Return every line below as is, leaving out the pictures.

-=-=-=-=-

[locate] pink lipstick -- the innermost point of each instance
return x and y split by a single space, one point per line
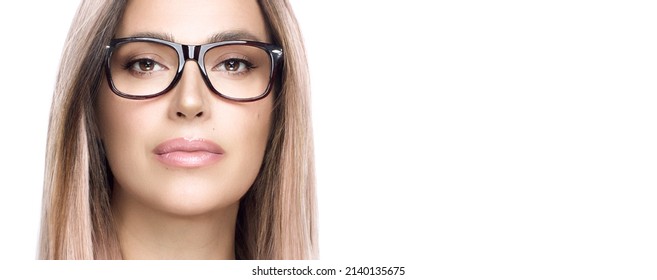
188 152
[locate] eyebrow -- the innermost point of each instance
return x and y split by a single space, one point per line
231 35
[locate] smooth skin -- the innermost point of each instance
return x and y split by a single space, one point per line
169 212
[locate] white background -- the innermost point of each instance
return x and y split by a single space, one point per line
468 139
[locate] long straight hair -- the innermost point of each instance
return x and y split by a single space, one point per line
277 216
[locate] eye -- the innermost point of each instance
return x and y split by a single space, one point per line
235 66
143 66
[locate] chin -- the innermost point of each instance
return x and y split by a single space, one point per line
197 197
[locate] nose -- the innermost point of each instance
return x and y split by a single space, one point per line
191 95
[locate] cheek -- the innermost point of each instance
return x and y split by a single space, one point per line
130 129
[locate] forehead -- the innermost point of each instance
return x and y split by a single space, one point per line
193 21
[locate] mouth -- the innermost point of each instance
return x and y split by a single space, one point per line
188 152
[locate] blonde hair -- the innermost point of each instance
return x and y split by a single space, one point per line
277 216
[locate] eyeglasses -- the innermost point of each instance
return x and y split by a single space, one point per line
141 68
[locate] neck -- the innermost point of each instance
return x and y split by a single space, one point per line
146 233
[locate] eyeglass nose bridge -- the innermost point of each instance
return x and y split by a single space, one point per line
191 52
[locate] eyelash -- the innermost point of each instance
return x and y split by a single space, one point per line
128 66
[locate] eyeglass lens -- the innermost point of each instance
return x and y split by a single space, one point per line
147 68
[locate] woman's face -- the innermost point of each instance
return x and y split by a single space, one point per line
189 151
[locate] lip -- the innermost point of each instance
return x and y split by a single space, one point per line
188 152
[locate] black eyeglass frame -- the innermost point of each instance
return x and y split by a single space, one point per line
196 53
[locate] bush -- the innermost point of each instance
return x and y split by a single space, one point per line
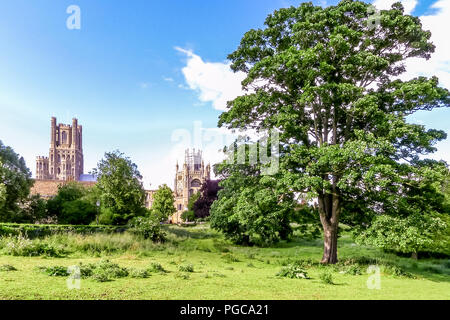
22 246
293 271
139 273
326 277
148 228
7 267
32 231
228 257
72 205
55 271
156 267
186 268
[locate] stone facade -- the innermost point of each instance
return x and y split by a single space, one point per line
65 161
188 181
49 188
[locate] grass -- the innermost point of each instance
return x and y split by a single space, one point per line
198 263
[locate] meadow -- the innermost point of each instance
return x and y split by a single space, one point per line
197 263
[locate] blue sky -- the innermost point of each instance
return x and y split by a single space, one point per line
137 73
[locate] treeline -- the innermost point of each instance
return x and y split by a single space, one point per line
117 198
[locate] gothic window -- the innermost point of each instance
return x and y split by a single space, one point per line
195 183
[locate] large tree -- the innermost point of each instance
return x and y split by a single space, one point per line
251 207
15 183
208 194
163 203
120 188
326 79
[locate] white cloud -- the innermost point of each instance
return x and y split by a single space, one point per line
215 82
439 24
439 63
144 85
409 5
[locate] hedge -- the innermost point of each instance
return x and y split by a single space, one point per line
42 230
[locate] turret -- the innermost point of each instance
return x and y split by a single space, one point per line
74 134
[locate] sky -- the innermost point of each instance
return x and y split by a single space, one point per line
149 78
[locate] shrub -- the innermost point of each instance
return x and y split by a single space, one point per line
293 271
156 267
55 271
181 275
110 269
22 246
148 228
228 257
7 267
326 277
32 231
139 273
186 268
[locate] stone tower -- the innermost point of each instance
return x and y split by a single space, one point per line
65 161
188 181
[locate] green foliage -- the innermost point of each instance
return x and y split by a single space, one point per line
189 214
326 277
41 230
293 271
120 189
34 210
163 203
22 246
139 273
229 258
15 183
72 205
186 268
327 81
251 208
156 267
413 234
55 271
148 228
7 267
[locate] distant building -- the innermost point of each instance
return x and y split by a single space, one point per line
65 161
188 181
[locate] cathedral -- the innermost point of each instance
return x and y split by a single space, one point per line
65 161
188 181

-=-=-=-=-

## EXPECTED OUTPUT
[locate] pink lipstick -- the innermost point of each instance
return x and y split by a single space, one point per line
188 152
[locate] eyebrow -- the innermost point of each instance
return x and y split by a single space, one point per line
231 35
[locate] smooth skin -- the innermost point of each instance
return x and y split by a single space, one point per line
169 212
[locate] white background -- the innermost point of each instance
return x and y split by a single space, one point per line
468 139
[locate] long straight hair -- the innermost point of each instance
return x and y split by a single space, one point per line
277 216
[locate] eye -- the innermost point of each instance
return x and y split by a single space, one point per line
235 66
143 66
[locate] chin -- the innermost point of each instance
return x and y split by a single space, one point per line
197 197
[locate] nose -- the innermost point of each instance
return x and y split by a single space, one point per line
191 95
[locate] cheek -- the innermost point of each instance
return x and y split by a single space, one point per line
130 129
[locate] forehead -- the innermost point of each instance
return x and y split by a single space, one point per line
193 21
[locate] mouth -- the innermost point of each instance
return x and y split by a single space, one point per line
188 152
[locate] blonde hair -- the innermost point of each instance
return x and y split by a single space, one point per line
277 216
[locate] eyeglasses -- the innermost point of each instance
return x and y split by a single space, one point per line
141 68
[locate] neck -- the innermost point of each instance
return x and y split by a single space, one point per line
146 233
[locate] eyeglass nose bridge -- the innermost point of each instance
return x and y split by a single space, one point per line
191 52
[locate] eyelash -- the innermost point of each instance
return x and y split by a single space, one point per line
128 66
[locate] eyeglass lens -- the innermost point of each instance
return x and y split by a single space, one point per line
147 68
[locate] woman's face -- the innermost point of each instance
return x and y split by a single space, one point per line
189 151
[locate] lip -- the innermost point of each instance
return x and y split by a single space, one point per line
188 152
[locate] black eyeglass frame -- the innermost point of each instance
return x and y split by a single space, one point per line
196 53
[locate] bush -- the innermost point of each instance
return x and y split by a single space, one point per line
22 246
293 271
139 273
326 277
148 228
7 267
32 231
228 257
72 205
55 271
156 267
186 268
[locate] stone facade -- the innermost point of each instance
return x and y split by a single space, one point per line
65 161
188 181
49 188
[locate] grass -- the innermost point of each instance
return x and y split by a single space, one point per line
198 263
[locate] meadow -- the innermost point of each instance
return x and y split by a single space, one point per line
197 263
[locate] blue sky -- the innermost point of each instance
return x and y split by a single space, one point per line
137 73
[locate] treeline -- the innermost point of each instance
return x and y split by a single space, one point per line
117 198
[locate] gothic window -- the innermost point of each instance
return x and y split by a single space, one point per line
195 183
[locate] large tree -- the innermost point of each instance
return x and y split by a single space, one point per line
251 207
15 183
208 194
163 203
120 188
326 79
[locate] white cloud -- the innermost point of each instance
return x and y split by a single space, one point per line
215 82
439 24
439 63
144 85
409 5
[locate] hedge -- the innermost point of each instance
return x and y split by a single space, one point per line
42 230
[locate] turret -- the innermost point of each instance
return x and y split by a single space, one point per line
74 134
[locate] sky -- the innermost point of each instance
return x and y split by a single space, one point per line
149 78
[locate] shrub -- the innermost point of each instance
return x and y split by a single space, one point per line
293 271
156 267
55 271
181 275
110 269
22 246
148 228
228 257
7 267
326 277
32 231
139 273
186 268
[locate] stone tower -- the innermost point of each instance
return x and y split by a single space, one point per line
65 161
188 181
[locate] green foliage -- the innermost point of each instance
return x and y split by a single space, one point per line
189 214
326 277
41 230
293 271
120 189
34 210
163 203
22 246
139 273
229 258
15 183
72 205
186 268
327 81
251 208
156 267
413 234
55 271
148 228
7 267
[locate] distant building -- the innermost point of each instance
return x and y split by a single space, one point per line
65 161
188 181
[locate] cathedral -- the innermost point of each instance
return x and y split by a single space, one point per line
65 161
188 181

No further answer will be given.